* _YOUR INSTRUCTIONS_: Each record below is to be reproduced without any change.

====== INPUT FOR THIS TASK ======

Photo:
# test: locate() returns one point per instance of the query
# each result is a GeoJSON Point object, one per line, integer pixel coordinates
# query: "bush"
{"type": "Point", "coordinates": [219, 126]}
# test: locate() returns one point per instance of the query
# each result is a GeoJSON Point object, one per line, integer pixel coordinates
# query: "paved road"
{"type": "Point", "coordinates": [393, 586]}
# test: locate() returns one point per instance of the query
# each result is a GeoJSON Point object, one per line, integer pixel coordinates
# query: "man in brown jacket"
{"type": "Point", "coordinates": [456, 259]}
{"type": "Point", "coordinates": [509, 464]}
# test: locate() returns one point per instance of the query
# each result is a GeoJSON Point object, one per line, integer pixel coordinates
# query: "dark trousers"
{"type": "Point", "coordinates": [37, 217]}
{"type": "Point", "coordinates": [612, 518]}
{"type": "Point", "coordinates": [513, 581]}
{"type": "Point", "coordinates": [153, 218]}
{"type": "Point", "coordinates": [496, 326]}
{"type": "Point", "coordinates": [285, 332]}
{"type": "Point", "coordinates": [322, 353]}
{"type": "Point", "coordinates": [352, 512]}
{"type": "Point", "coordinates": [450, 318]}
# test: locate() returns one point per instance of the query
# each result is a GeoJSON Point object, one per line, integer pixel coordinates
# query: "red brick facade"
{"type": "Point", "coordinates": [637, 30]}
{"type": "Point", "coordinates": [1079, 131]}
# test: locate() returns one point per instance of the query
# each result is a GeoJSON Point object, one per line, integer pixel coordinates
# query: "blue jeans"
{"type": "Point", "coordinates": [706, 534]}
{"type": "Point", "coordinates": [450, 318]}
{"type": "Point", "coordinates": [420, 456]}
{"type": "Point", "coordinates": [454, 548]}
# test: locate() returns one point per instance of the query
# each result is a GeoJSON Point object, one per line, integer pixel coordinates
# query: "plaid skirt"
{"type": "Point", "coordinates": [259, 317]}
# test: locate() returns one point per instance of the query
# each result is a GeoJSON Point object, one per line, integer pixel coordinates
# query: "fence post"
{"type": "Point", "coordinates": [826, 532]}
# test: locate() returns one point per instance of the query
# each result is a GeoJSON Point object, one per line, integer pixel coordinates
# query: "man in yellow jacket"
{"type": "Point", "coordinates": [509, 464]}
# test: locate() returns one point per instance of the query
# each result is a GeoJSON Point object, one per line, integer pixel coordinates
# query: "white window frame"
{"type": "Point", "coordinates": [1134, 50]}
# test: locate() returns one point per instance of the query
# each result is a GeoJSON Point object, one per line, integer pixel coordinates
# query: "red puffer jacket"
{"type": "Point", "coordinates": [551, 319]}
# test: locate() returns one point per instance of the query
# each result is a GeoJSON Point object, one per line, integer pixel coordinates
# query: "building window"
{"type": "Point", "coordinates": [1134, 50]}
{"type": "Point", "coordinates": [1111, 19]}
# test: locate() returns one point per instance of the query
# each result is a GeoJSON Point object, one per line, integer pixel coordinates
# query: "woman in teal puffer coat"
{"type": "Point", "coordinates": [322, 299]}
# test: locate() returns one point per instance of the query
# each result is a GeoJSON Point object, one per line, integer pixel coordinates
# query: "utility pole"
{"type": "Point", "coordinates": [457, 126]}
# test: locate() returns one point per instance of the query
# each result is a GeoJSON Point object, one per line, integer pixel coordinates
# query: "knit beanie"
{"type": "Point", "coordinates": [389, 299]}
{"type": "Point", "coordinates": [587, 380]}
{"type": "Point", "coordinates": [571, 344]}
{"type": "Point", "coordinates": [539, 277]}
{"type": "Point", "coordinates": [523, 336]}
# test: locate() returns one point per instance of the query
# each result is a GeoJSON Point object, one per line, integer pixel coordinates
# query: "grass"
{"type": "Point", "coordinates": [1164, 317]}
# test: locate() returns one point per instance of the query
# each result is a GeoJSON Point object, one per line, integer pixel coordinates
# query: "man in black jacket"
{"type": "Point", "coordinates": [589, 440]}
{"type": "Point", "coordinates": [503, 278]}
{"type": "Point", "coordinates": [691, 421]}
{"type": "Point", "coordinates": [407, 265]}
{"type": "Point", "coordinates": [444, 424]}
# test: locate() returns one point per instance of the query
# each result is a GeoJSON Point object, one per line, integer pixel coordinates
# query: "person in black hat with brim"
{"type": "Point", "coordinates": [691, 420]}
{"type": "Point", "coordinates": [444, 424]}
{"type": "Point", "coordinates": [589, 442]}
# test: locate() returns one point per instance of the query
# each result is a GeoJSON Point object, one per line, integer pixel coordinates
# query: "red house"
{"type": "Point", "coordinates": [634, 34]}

======

* _ANSWER_:
Photo:
# test: locate() returns one point per instance of the query
# each result is a GeoJSON Point object, one per line, integer pixel coordinates
# query: "bush"
{"type": "Point", "coordinates": [219, 126]}
# test: locate() returns one point per instance of the query
# each result is a GeoJSON Point object, one per line, integer pixel coordinates
# query: "paved road"
{"type": "Point", "coordinates": [393, 586]}
# test: locate() returns one point per instance of the query
# each result is a GeoJSON Point object, one per line, integer pixel coordinates
# query: "man in brown jacket"
{"type": "Point", "coordinates": [456, 259]}
{"type": "Point", "coordinates": [509, 464]}
# test: locate() returns one point per instance of the query
# each result is a GeoJSON Point object, one per line, integer pixel coordinates
# query: "dark trousers"
{"type": "Point", "coordinates": [37, 217]}
{"type": "Point", "coordinates": [612, 518]}
{"type": "Point", "coordinates": [513, 581]}
{"type": "Point", "coordinates": [153, 218]}
{"type": "Point", "coordinates": [496, 326]}
{"type": "Point", "coordinates": [285, 332]}
{"type": "Point", "coordinates": [322, 353]}
{"type": "Point", "coordinates": [352, 512]}
{"type": "Point", "coordinates": [450, 318]}
# test: locate() returns one point per instance of the query
# each result is a GeoJSON Point object, one per line, integer pixel coordinates
# query: "red brick facade"
{"type": "Point", "coordinates": [637, 30]}
{"type": "Point", "coordinates": [1079, 131]}
# test: locate() returns one point per instance of the query
# each result is a GeoJSON Point object, one per line, integer pixel coordinates
# query: "blue jeans"
{"type": "Point", "coordinates": [706, 534]}
{"type": "Point", "coordinates": [450, 318]}
{"type": "Point", "coordinates": [420, 456]}
{"type": "Point", "coordinates": [454, 548]}
# test: locate() returns one point per instance of the query
# each result is a GeoJSON Point object, one per line, integer pixel coordinates
# query: "plaid skirt"
{"type": "Point", "coordinates": [259, 317]}
# test: locate() returns one point per instance of the query
# each result is a GeoJSON Point object, one per line, integer pixel coordinates
# query: "fence post"
{"type": "Point", "coordinates": [826, 532]}
# test: locate() returns one point per instance of the query
# each result is a GeoJSON Point object, one per line, integer pixel coordinates
# query: "man in yellow jacket"
{"type": "Point", "coordinates": [509, 464]}
# test: locate() returns one point per instance of the query
# each result is a GeoJSON Point object, one per line, integer pixel coordinates
# query: "white window frame"
{"type": "Point", "coordinates": [1134, 50]}
# test: locate() returns one point per instance of the query
# each result is a GeoJSON Point object, one per line, integer pixel coordinates
# query: "red puffer jacket"
{"type": "Point", "coordinates": [551, 319]}
# test: locate() returns one point per instance of the query
# each result is a GeoJSON Point object, one per line, integer pixel coordinates
# query: "building window"
{"type": "Point", "coordinates": [1134, 50]}
{"type": "Point", "coordinates": [1111, 19]}
# test: locate() returns one point per instance of the query
# each result is a GeoJSON Point object, one per line, integer pixel coordinates
# query: "woman in teal puffer coat"
{"type": "Point", "coordinates": [322, 299]}
# test: locate() returns one point per instance of the query
# each result is a GeoJSON Point object, one per line, integer pixel coordinates
# query: "utility pole"
{"type": "Point", "coordinates": [457, 126]}
# test: locate() returns one point per instance of the query
# each result is a GeoJSON Point object, one per line, integer pixel coordinates
# query: "knit beanie"
{"type": "Point", "coordinates": [389, 299]}
{"type": "Point", "coordinates": [587, 380]}
{"type": "Point", "coordinates": [571, 344]}
{"type": "Point", "coordinates": [539, 277]}
{"type": "Point", "coordinates": [523, 336]}
# test: locate() returns one point per instance of the query
# each result is a GeoJSON Point object, one per line, integer pixel coordinates
# query: "grass"
{"type": "Point", "coordinates": [1164, 317]}
# test: locate() returns one point per instance of the query
# each result is a GeoJSON Point object, one per line, integer pixel coordinates
# query: "man in black jacket"
{"type": "Point", "coordinates": [589, 440]}
{"type": "Point", "coordinates": [503, 278]}
{"type": "Point", "coordinates": [691, 421]}
{"type": "Point", "coordinates": [407, 265]}
{"type": "Point", "coordinates": [444, 424]}
# test: locate() returns one point per instance of the query
# each result is a GeoJSON Point object, one per line, integer pixel coordinates
# query: "person in black hat with brim"
{"type": "Point", "coordinates": [691, 420]}
{"type": "Point", "coordinates": [444, 424]}
{"type": "Point", "coordinates": [589, 442]}
# test: locate() returns one point per instance of the query
# each result is a GeoJSON Point object, one per line, integer pixel coordinates
# query: "red house"
{"type": "Point", "coordinates": [634, 34]}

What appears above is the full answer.